__GOAL__
Reproduce the material below verbatim, leaving out the pictures.

__SUPPLIED DATA__
____________________

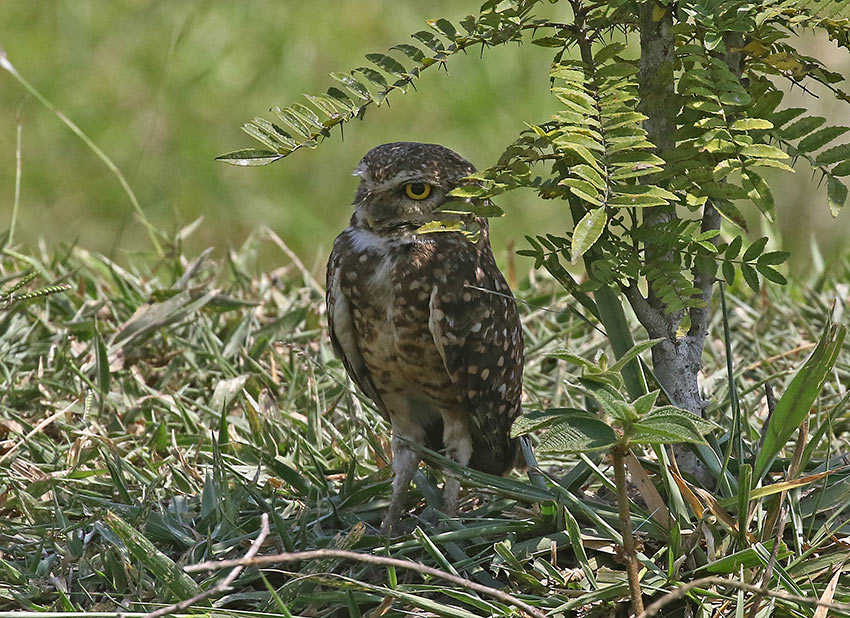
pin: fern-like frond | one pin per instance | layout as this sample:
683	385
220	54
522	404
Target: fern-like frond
298	126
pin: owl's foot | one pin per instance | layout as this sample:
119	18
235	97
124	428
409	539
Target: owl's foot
405	464
451	490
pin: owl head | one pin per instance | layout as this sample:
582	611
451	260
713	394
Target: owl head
403	183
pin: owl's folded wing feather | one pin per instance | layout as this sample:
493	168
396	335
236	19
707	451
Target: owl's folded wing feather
476	328
344	336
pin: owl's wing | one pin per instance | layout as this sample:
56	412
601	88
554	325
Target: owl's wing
476	328
343	333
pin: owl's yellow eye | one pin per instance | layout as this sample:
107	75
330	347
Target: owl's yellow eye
417	190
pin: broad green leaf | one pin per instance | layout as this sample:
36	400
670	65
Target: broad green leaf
653	190
607	52
665	429
820	138
728	272
353	85
842	169
836	193
771	274
774	163
751	124
589	174
583	190
580	434
610	400
802	127
587	232
833	155
799	396
734	248
637	201
387	63
568	356
750	277
702	425
411	51
759	192
785	116
166	572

____________________

__RESPONSE TO THE TASK__
pin: fern-like frond | one pin per instance | layout as this sample:
683	385
220	54
522	404
Target: fern-like frond
298	126
pin: owl's foot | one pin per instance | layout as this sample:
119	18
235	97
124	428
409	539
Target: owl's foot
405	464
451	490
pin: owl head | one pin per instance | layout as this sample:
582	611
451	260
713	394
Target: owl head
403	183
pin: owl's folded wing feather | one pin per instance | layout as this sample:
493	168
396	335
236	19
707	451
Target: owl's folded wing feather
476	328
344	336
pin: owl's wing | one pin per instance | layout as this sample:
56	412
601	88
554	325
Target: owl's wing
476	328
343	333
pin: owl's yellow eye | one pin per instance | layout as this sample:
107	75
330	347
Target: owl's yellow eye
417	190
pin: broad green leaf | one pin per instance | layout as this sample:
36	400
670	65
Target: broad green leaf
653	190
607	52
665	429
820	138
728	272
353	85
842	169
836	193
771	274
774	163
751	124
589	174
583	190
580	434
610	400
802	127
587	232
833	155
799	396
734	248
637	201
387	63
568	356
750	277
702	425
411	51
759	192
785	116
166	572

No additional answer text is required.